▶ **SET TASK**:
Print every line of the data below without changing anything, but leave the pictures out.

▶ **PROVIDED DATA**:
►
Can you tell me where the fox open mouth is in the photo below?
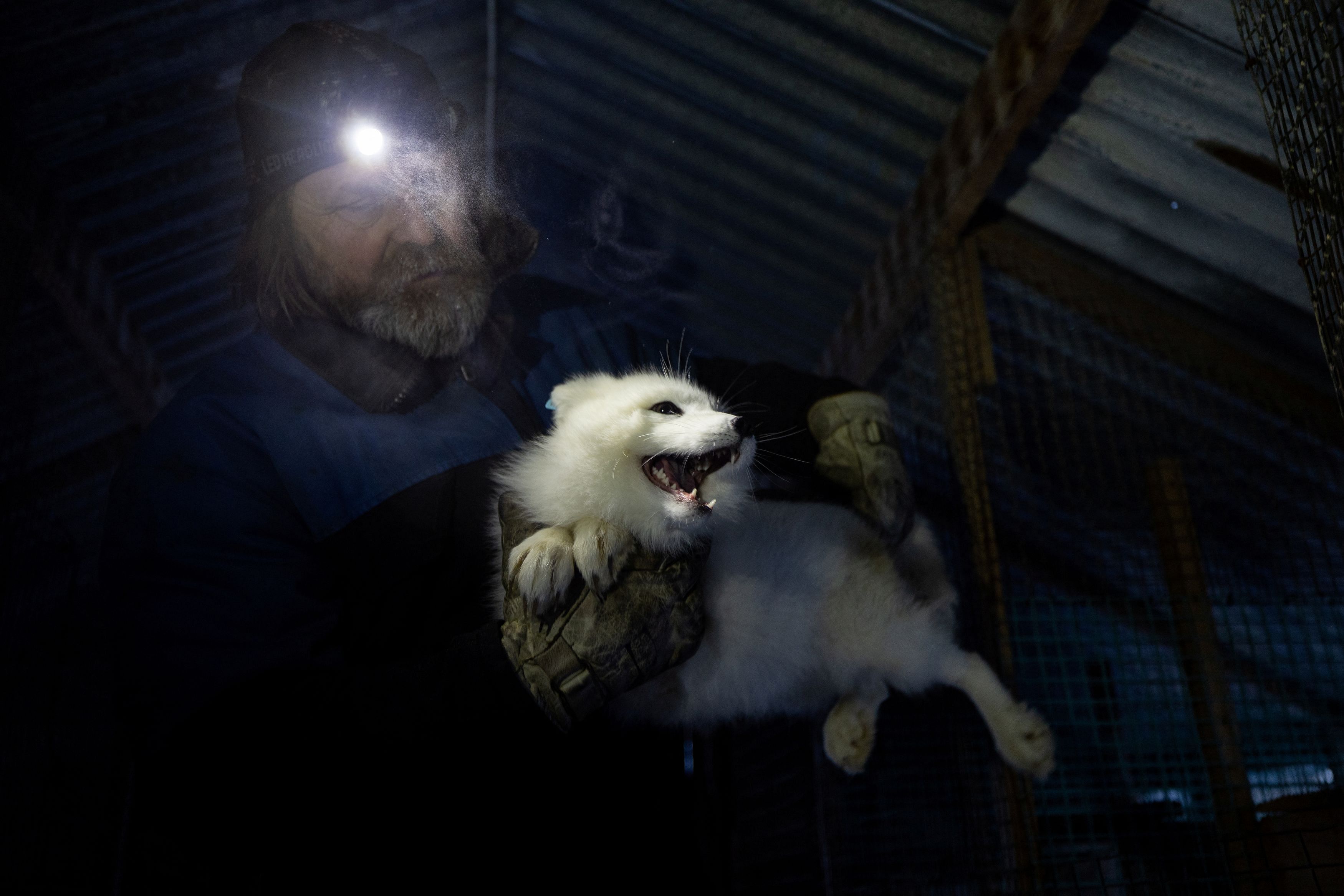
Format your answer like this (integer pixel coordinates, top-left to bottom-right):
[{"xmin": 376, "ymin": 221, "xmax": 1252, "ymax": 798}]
[{"xmin": 641, "ymin": 447, "xmax": 741, "ymax": 510}]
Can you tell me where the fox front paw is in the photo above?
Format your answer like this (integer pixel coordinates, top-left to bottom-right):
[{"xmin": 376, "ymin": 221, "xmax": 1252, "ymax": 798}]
[
  {"xmin": 995, "ymin": 702, "xmax": 1055, "ymax": 780},
  {"xmin": 574, "ymin": 516, "xmax": 632, "ymax": 590},
  {"xmin": 508, "ymin": 525, "xmax": 574, "ymax": 613},
  {"xmin": 821, "ymin": 694, "xmax": 886, "ymax": 775}
]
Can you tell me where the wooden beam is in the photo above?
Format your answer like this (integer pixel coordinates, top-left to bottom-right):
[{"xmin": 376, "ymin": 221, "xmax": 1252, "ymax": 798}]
[
  {"xmin": 929, "ymin": 239, "xmax": 1040, "ymax": 892},
  {"xmin": 1147, "ymin": 457, "xmax": 1271, "ymax": 896},
  {"xmin": 976, "ymin": 218, "xmax": 1344, "ymax": 445},
  {"xmin": 32, "ymin": 235, "xmax": 169, "ymax": 426},
  {"xmin": 819, "ymin": 0, "xmax": 1109, "ymax": 383},
  {"xmin": 0, "ymin": 117, "xmax": 171, "ymax": 426}
]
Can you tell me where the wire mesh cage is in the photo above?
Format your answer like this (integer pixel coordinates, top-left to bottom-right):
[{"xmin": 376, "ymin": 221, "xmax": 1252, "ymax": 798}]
◄
▶ **EXPECTED OUTPUT**:
Can you tell me where the fox open mouth is in the photo below?
Format your answer like this (integer pixel coordinates, top-left to bottom-right):
[{"xmin": 376, "ymin": 221, "xmax": 1252, "ymax": 798}]
[{"xmin": 641, "ymin": 447, "xmax": 741, "ymax": 510}]
Can you tell me where the fox front paw is in the photo above?
Format your answer like this (integer pixel coordinates, top-left to bottom-right):
[{"xmin": 376, "ymin": 221, "xmax": 1252, "ymax": 798}]
[
  {"xmin": 995, "ymin": 702, "xmax": 1055, "ymax": 780},
  {"xmin": 574, "ymin": 516, "xmax": 632, "ymax": 590},
  {"xmin": 508, "ymin": 525, "xmax": 574, "ymax": 613},
  {"xmin": 821, "ymin": 694, "xmax": 886, "ymax": 775}
]
Can you tell me where the wooden beam is in the photo above?
Format your answer like this (integer pixel coordinates, top-left to bottom-right):
[{"xmin": 376, "ymin": 221, "xmax": 1252, "ymax": 798}]
[
  {"xmin": 929, "ymin": 239, "xmax": 1040, "ymax": 892},
  {"xmin": 1147, "ymin": 457, "xmax": 1271, "ymax": 896},
  {"xmin": 976, "ymin": 218, "xmax": 1344, "ymax": 445},
  {"xmin": 32, "ymin": 235, "xmax": 169, "ymax": 426},
  {"xmin": 819, "ymin": 0, "xmax": 1109, "ymax": 383},
  {"xmin": 0, "ymin": 117, "xmax": 171, "ymax": 426}
]
Can you tell me where the wire mesh cage is in the photo above?
Format your answer like this (integer pixel coordinates, top-left to bottom-right):
[{"xmin": 376, "ymin": 221, "xmax": 1252, "ymax": 798}]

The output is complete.